▸ **WORK INSTRUCTIONS**
Identify every line in the rows below that contains the word "window" and copy each of those lines. Case counts.

###

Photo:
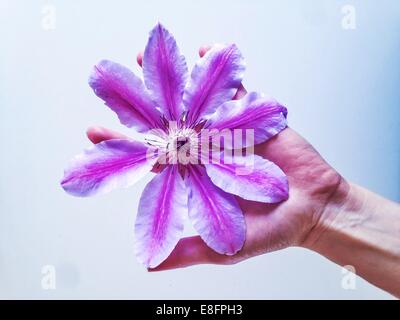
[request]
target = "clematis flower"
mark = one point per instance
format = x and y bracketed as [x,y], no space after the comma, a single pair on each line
[204,191]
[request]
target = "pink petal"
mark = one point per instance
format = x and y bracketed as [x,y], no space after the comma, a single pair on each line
[165,72]
[251,177]
[105,166]
[215,215]
[160,219]
[125,94]
[263,114]
[215,79]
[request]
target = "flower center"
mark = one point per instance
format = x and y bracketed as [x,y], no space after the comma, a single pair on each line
[182,145]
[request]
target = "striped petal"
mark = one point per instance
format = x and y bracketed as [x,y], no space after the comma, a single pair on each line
[125,94]
[250,177]
[215,214]
[254,111]
[214,80]
[160,220]
[107,165]
[165,72]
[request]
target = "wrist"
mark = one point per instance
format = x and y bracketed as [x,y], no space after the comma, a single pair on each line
[331,215]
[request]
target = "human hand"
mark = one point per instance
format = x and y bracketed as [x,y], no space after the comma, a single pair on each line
[313,185]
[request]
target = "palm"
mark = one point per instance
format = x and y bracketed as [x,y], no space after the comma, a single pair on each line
[311,181]
[269,226]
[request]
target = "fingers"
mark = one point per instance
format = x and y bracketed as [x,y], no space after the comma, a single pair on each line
[192,251]
[99,134]
[202,51]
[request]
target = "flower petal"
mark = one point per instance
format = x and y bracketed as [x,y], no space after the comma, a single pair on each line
[107,165]
[160,220]
[263,114]
[165,72]
[215,79]
[125,94]
[215,215]
[250,177]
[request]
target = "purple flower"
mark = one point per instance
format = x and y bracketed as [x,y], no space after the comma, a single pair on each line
[203,190]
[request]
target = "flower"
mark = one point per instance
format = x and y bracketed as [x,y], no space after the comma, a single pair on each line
[178,109]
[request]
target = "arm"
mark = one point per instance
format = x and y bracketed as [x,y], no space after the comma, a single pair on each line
[361,229]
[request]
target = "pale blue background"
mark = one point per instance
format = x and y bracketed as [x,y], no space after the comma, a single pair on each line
[341,88]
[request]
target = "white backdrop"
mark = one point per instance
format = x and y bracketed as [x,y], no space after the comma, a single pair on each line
[340,86]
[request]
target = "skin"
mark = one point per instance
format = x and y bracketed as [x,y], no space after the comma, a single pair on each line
[324,213]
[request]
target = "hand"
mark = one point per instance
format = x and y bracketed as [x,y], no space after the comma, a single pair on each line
[313,186]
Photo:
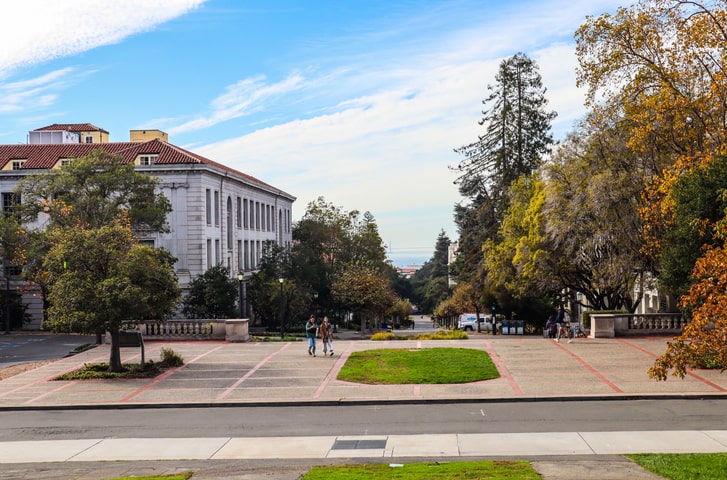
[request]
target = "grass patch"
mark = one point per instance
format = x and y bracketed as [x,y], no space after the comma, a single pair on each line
[175,476]
[684,466]
[418,366]
[438,335]
[520,470]
[91,371]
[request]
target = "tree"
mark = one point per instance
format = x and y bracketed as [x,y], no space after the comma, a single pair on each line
[698,202]
[400,310]
[517,137]
[364,291]
[328,243]
[212,295]
[101,278]
[657,68]
[702,341]
[90,193]
[431,282]
[265,289]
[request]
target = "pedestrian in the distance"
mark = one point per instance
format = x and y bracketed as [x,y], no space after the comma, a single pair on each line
[326,331]
[560,320]
[310,331]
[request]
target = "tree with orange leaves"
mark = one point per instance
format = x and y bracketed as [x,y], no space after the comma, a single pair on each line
[704,339]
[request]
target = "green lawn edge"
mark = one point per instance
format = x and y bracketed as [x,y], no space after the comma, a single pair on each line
[439,365]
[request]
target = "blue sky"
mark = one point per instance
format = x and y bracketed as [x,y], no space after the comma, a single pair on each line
[359,101]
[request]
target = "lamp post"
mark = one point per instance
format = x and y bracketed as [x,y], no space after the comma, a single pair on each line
[280,310]
[241,279]
[7,296]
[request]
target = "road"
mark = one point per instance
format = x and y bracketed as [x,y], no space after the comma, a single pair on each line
[23,348]
[485,417]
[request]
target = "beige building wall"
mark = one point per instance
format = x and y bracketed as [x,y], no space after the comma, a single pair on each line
[147,135]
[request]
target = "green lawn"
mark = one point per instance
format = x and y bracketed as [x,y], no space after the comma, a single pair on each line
[418,366]
[684,466]
[515,470]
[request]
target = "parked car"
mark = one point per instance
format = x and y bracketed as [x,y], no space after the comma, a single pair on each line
[468,321]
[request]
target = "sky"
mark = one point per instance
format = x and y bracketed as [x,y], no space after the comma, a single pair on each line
[361,102]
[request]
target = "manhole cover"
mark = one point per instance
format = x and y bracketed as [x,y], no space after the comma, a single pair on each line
[358,444]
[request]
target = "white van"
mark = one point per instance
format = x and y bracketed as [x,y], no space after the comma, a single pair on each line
[468,321]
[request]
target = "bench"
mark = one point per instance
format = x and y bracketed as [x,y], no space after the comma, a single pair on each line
[132,339]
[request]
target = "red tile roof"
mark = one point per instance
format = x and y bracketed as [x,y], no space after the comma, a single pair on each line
[72,127]
[43,156]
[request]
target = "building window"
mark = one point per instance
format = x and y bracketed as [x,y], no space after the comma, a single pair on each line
[11,202]
[240,264]
[209,253]
[208,205]
[238,219]
[229,223]
[217,208]
[147,159]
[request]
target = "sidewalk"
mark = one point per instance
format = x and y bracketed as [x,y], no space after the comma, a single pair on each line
[218,374]
[263,373]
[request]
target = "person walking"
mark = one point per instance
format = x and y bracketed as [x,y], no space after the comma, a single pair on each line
[311,329]
[326,330]
[560,321]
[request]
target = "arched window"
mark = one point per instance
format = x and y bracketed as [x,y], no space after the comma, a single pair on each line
[229,223]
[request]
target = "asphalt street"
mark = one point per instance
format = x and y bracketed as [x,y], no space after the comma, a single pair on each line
[24,348]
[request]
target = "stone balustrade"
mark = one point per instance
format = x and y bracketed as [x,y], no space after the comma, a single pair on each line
[621,324]
[230,330]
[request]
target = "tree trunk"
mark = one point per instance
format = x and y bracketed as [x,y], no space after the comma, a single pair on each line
[115,356]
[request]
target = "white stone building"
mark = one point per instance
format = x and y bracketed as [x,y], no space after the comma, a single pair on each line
[219,216]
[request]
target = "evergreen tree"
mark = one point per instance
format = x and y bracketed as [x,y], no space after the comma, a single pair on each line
[212,295]
[431,282]
[517,137]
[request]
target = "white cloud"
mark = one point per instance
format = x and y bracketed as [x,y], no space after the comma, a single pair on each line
[387,147]
[242,98]
[41,30]
[34,93]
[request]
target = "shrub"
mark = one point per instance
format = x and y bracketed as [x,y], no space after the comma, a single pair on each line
[383,336]
[171,358]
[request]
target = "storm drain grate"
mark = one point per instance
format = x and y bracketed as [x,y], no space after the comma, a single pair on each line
[358,444]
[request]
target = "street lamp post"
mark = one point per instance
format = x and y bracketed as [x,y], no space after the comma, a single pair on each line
[241,279]
[7,295]
[280,310]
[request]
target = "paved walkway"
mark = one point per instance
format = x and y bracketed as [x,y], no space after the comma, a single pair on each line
[218,373]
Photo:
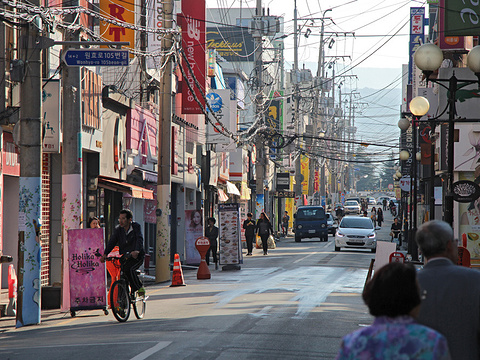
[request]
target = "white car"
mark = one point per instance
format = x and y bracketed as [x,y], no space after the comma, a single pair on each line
[352,207]
[356,232]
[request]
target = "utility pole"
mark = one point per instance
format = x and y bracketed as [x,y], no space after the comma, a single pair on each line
[162,261]
[298,163]
[28,311]
[72,204]
[261,161]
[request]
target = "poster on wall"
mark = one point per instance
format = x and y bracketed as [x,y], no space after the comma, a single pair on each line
[193,230]
[229,234]
[86,272]
[469,215]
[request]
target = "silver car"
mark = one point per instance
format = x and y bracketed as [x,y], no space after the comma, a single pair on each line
[352,207]
[356,232]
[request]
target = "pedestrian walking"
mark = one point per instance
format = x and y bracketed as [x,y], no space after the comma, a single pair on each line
[451,293]
[249,226]
[285,221]
[373,216]
[396,232]
[393,297]
[379,216]
[211,232]
[264,229]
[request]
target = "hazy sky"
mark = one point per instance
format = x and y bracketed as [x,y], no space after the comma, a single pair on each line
[366,33]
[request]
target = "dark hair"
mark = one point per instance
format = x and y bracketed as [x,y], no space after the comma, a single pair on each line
[91,219]
[265,215]
[128,213]
[433,236]
[393,290]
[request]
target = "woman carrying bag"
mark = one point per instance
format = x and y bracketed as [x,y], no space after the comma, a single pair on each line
[264,230]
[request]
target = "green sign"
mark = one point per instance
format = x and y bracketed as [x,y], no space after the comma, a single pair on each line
[462,17]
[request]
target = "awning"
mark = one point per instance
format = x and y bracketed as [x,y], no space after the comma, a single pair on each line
[221,195]
[232,189]
[118,185]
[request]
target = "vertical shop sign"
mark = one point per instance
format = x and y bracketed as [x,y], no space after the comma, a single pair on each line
[192,20]
[87,273]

###

▸ **THE COMPLETED TASK**
target = "building window"
target = "arched window"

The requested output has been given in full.